» What to produce: Down to the last line, write out the entries below exactly and omit all pictures.
***** Data listing
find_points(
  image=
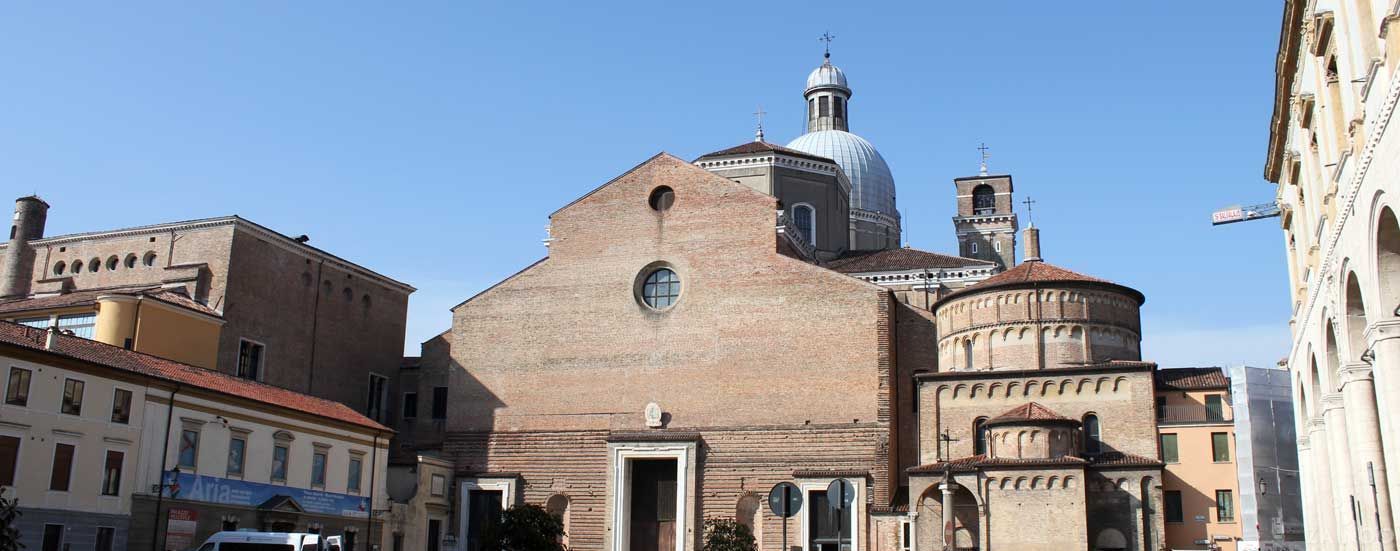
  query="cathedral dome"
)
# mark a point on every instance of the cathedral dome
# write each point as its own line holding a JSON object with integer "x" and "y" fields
{"x": 826, "y": 76}
{"x": 872, "y": 186}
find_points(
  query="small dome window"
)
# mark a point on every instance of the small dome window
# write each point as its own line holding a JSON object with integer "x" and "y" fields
{"x": 661, "y": 199}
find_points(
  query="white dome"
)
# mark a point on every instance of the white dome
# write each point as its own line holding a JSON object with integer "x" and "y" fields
{"x": 826, "y": 76}
{"x": 872, "y": 186}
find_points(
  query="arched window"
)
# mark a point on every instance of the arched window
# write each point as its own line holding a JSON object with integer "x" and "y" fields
{"x": 979, "y": 430}
{"x": 804, "y": 217}
{"x": 661, "y": 288}
{"x": 1092, "y": 442}
{"x": 983, "y": 200}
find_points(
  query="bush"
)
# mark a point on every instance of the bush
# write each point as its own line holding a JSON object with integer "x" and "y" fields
{"x": 727, "y": 534}
{"x": 525, "y": 527}
{"x": 9, "y": 515}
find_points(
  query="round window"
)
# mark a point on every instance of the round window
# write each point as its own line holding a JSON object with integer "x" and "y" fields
{"x": 662, "y": 199}
{"x": 661, "y": 288}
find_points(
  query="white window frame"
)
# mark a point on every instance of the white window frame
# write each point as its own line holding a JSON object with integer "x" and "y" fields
{"x": 466, "y": 485}
{"x": 857, "y": 512}
{"x": 620, "y": 478}
{"x": 262, "y": 360}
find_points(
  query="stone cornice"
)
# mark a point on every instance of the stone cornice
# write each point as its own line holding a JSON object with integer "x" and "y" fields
{"x": 1381, "y": 330}
{"x": 1354, "y": 372}
{"x": 1039, "y": 322}
{"x": 1330, "y": 402}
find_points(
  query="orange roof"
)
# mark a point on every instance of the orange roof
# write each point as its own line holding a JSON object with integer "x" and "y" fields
{"x": 1190, "y": 379}
{"x": 1032, "y": 273}
{"x": 1028, "y": 411}
{"x": 171, "y": 371}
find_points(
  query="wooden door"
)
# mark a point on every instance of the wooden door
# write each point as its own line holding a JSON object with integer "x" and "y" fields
{"x": 653, "y": 505}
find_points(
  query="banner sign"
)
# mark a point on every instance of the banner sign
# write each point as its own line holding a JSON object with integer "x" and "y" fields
{"x": 227, "y": 491}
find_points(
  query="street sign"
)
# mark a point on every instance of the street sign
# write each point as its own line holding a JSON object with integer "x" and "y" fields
{"x": 784, "y": 499}
{"x": 840, "y": 494}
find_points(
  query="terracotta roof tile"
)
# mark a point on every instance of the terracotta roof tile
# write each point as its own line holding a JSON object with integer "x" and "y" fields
{"x": 160, "y": 368}
{"x": 1119, "y": 459}
{"x": 1036, "y": 272}
{"x": 752, "y": 147}
{"x": 1028, "y": 411}
{"x": 1190, "y": 379}
{"x": 860, "y": 262}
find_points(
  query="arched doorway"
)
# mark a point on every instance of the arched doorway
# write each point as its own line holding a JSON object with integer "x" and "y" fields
{"x": 749, "y": 512}
{"x": 557, "y": 505}
{"x": 1110, "y": 540}
{"x": 966, "y": 526}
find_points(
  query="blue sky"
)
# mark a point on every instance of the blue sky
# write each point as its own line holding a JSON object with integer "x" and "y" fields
{"x": 431, "y": 140}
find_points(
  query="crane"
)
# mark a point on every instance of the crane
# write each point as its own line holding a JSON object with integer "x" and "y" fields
{"x": 1243, "y": 214}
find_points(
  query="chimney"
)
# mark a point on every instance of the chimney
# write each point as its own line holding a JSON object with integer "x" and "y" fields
{"x": 17, "y": 266}
{"x": 1032, "y": 237}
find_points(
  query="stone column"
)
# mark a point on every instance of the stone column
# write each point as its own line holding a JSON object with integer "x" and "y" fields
{"x": 1364, "y": 438}
{"x": 1383, "y": 341}
{"x": 1325, "y": 505}
{"x": 948, "y": 515}
{"x": 1339, "y": 459}
{"x": 1306, "y": 494}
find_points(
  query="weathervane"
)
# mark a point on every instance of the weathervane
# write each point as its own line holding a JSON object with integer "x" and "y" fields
{"x": 758, "y": 136}
{"x": 828, "y": 37}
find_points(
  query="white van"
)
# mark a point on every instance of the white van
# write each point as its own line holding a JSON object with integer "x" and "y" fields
{"x": 269, "y": 541}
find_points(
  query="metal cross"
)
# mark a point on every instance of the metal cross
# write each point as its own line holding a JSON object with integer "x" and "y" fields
{"x": 759, "y": 113}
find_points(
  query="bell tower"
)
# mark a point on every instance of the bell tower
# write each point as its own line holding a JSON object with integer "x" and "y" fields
{"x": 986, "y": 220}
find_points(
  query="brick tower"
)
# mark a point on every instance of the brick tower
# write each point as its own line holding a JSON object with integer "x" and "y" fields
{"x": 986, "y": 220}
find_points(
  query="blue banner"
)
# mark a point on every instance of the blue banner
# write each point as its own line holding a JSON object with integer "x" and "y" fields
{"x": 227, "y": 491}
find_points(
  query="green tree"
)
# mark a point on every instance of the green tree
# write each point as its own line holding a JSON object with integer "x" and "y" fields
{"x": 9, "y": 533}
{"x": 727, "y": 534}
{"x": 525, "y": 527}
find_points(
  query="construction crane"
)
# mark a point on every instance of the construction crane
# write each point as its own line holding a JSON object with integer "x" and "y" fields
{"x": 1243, "y": 214}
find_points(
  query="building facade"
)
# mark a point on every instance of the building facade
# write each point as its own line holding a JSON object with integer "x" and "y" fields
{"x": 114, "y": 449}
{"x": 1200, "y": 488}
{"x": 1336, "y": 161}
{"x": 277, "y": 309}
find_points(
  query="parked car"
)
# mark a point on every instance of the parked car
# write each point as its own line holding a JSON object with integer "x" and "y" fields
{"x": 270, "y": 541}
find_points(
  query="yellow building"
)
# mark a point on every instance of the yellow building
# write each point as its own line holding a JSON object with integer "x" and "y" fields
{"x": 1196, "y": 434}
{"x": 154, "y": 320}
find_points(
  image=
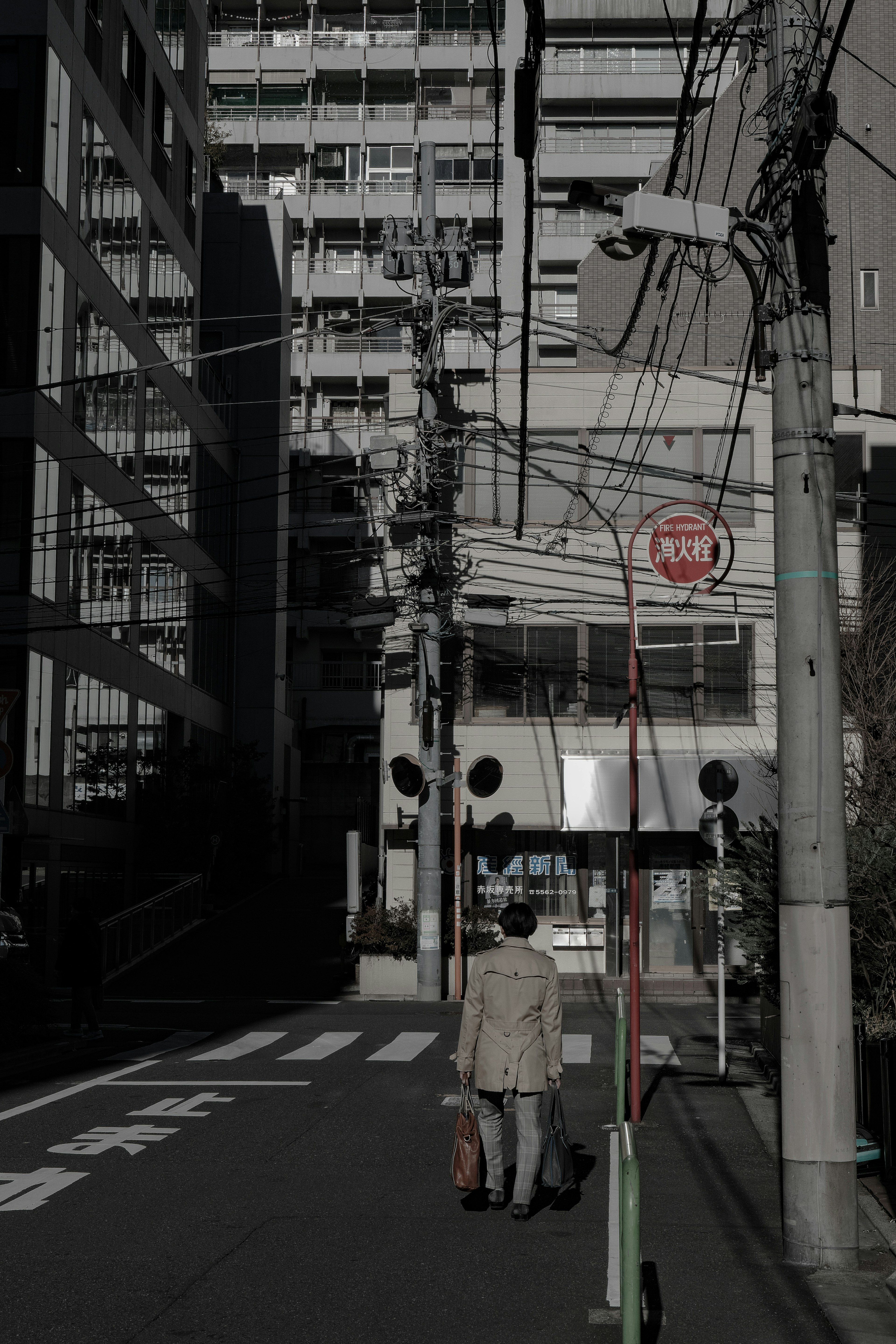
**********
» Solution for this problem:
find_points(
  image=
  query="cathedral dome"
)
# mark a point on every instance of the cathedral dome
# write each point as its own line holding a JSON object with integer "x" and "y" fields
{"x": 826, "y": 76}
{"x": 872, "y": 186}
find_points(
  query="small dome window"
)
# mark a point on every instance of the small dome window
# write each point as its own line holding a JSON object with integer "x" and "y" fields
{"x": 661, "y": 199}
find_points(
  query="white dome"
)
# mark a point on every instance of the white dome
# write each point as its own line holding a JSON object with integer "x" and "y" fields
{"x": 826, "y": 76}
{"x": 872, "y": 186}
find_points(
  query="arched window"
)
# mark a point on every instance of the arched window
# write each point as its own line holding a JSON object with integer "x" and "y" fields
{"x": 979, "y": 430}
{"x": 804, "y": 217}
{"x": 661, "y": 288}
{"x": 1092, "y": 442}
{"x": 983, "y": 200}
find_points(
  query="bush"
)
# mark a point on every instance of the bush
# write each point as its own line holding a JSON object with integer "x" and "y" fields
{"x": 727, "y": 534}
{"x": 525, "y": 527}
{"x": 9, "y": 515}
find_points(
  query="round window"
)
# mark a point on every instance of the round window
# write each point as its own line holding a JSON object with integer "x" and "y" fields
{"x": 662, "y": 199}
{"x": 661, "y": 288}
find_points(
  query="white window frame"
)
# mark a point on every instance of the white window frame
# write each point as its own line holding a JSON object with integer "x" and "y" fields
{"x": 466, "y": 485}
{"x": 857, "y": 512}
{"x": 620, "y": 478}
{"x": 262, "y": 360}
find_points(
  query="stone cornice"
)
# mark a point on every instance of the stone cornice
# write each point as its own line holding a JSON object with integer "x" and "y" fields
{"x": 1381, "y": 330}
{"x": 1354, "y": 372}
{"x": 1039, "y": 322}
{"x": 1330, "y": 402}
find_points(
  query="orange roof"
)
# mark a point on every instance of the orange roof
# write each point as its own line holding a JSON object with integer "x" and "y" fields
{"x": 1190, "y": 379}
{"x": 1032, "y": 273}
{"x": 1028, "y": 411}
{"x": 171, "y": 371}
find_points(
  query="wooden door"
)
# mark a point on every instance of the wooden door
# write each point as its own line holding a JSON object with integer "x" and "y" fields
{"x": 653, "y": 505}
find_points(
  query="banner sign"
)
# mark a point on every instance of the banner sign
# write each point as its own line holding a JSON object with integer "x" and "y" fields
{"x": 227, "y": 491}
find_points(
  query="street sign"
)
# mark a point on every instance of the street sign
# write each point as its own line holding a JSON object with integer "x" and "y" fields
{"x": 784, "y": 499}
{"x": 840, "y": 494}
find_points(
  query="terracotta roof tile"
)
# mark a point on every instance of the terracotta roof tile
# write each point as its own line holding a JSON object with integer "x" and "y" fields
{"x": 160, "y": 368}
{"x": 1119, "y": 459}
{"x": 1036, "y": 272}
{"x": 752, "y": 147}
{"x": 1028, "y": 411}
{"x": 1190, "y": 379}
{"x": 860, "y": 262}
find_points(
  query="arched doorway"
)
# mark a point on every instance of the arched doorway
# write each point as its own line holding a JSON object with integer "x" and "y" fields
{"x": 749, "y": 512}
{"x": 557, "y": 505}
{"x": 1110, "y": 540}
{"x": 966, "y": 526}
find_points(
  query="blue sky"
)
# mark a point on every instance of the blue sky
# write each point as its own line holding a JSON object with integer "x" and "y" fields
{"x": 431, "y": 140}
find_points(
  query="crane"
)
# mark a point on every instance of the crane
# write each point as its own line holding a JSON object with integer "x" and "y" fields
{"x": 1243, "y": 214}
find_points(
  query="chimney"
)
# mark a point on every instance of the chimney
# write each point as its own line holding a JSON object with integer "x" and "y" fields
{"x": 17, "y": 266}
{"x": 1032, "y": 237}
find_points(
  query="stone column"
)
# mark a point on every instance of the stone column
# write each point as its own line holding a JSON object with integer "x" and "y" fields
{"x": 1364, "y": 438}
{"x": 1383, "y": 341}
{"x": 1325, "y": 505}
{"x": 948, "y": 515}
{"x": 1339, "y": 459}
{"x": 1306, "y": 494}
find_points(
  query="weathervane"
)
# mark a point on every instance of the weathervane
# write each point as its own line holding a JSON object with integer "x" and "y" fields
{"x": 758, "y": 136}
{"x": 828, "y": 37}
find_points(
  query="white van"
)
# mark a point on every instance of the white van
# write each point as its own line holding a JSON object with integer "x" and "y" fields
{"x": 269, "y": 541}
find_points(
  query="metal cross"
)
# mark a point on every instance of the metal cross
# write each point as its own line holding a JSON object with integer "x" and "y" fields
{"x": 759, "y": 113}
find_points(
  query="bell tower"
)
# mark a point on every instance of the bell tower
# write each point as its own line holding a JSON object with integer "x" and "y" fields
{"x": 986, "y": 220}
find_points(
  query="brick tower"
)
# mark a point on every instance of the brick tower
# write each point as its own line holding a JSON object with integer "x" and "y" fields
{"x": 986, "y": 220}
find_points(
  query="blue banner"
)
# mark a point on every instance of the blue banner
# write each point as its own line holding a JSON object with integer "x" and "y" fields
{"x": 227, "y": 491}
find_points(
  query="green tree"
)
# mark a point on every instance of the green tree
# write each point as its own line holding a JSON object with integer "x" and "y" fields
{"x": 9, "y": 533}
{"x": 727, "y": 534}
{"x": 525, "y": 527}
find_points(
  query="construction crane"
)
# mark a point on every instance of the construction crane
# write each point as its own line holding a JSON object with integer "x" and "y" fields
{"x": 1243, "y": 214}
find_points(
  query="building facade"
)
# mark a point on every instance of the building facade
# write each point as its own line holding a JSON object with integer "x" and "y" fields
{"x": 114, "y": 449}
{"x": 1200, "y": 488}
{"x": 1336, "y": 161}
{"x": 277, "y": 309}
find_points(
  query="parked car"
)
# mark a point on every instance of the parked car
# write each point as its own line holding a JSON object with integer "x" and "y" fields
{"x": 270, "y": 541}
find_points(
  query="yellow building"
)
# mark a point on every instance of the yellow building
# write each point as its own line holding a JSON object with integer "x" and "y" fields
{"x": 1196, "y": 434}
{"x": 154, "y": 320}
find_points(
  image=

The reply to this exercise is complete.